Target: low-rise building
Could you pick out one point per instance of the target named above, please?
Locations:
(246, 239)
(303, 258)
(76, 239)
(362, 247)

● ● ●

**What the task requires:** Restate the whole listing exactly.

**Answer to the exercise:**
Target: low-rise building
Could you pick out one point per instance of the target named above, please?
Locations:
(246, 239)
(303, 258)
(76, 239)
(362, 247)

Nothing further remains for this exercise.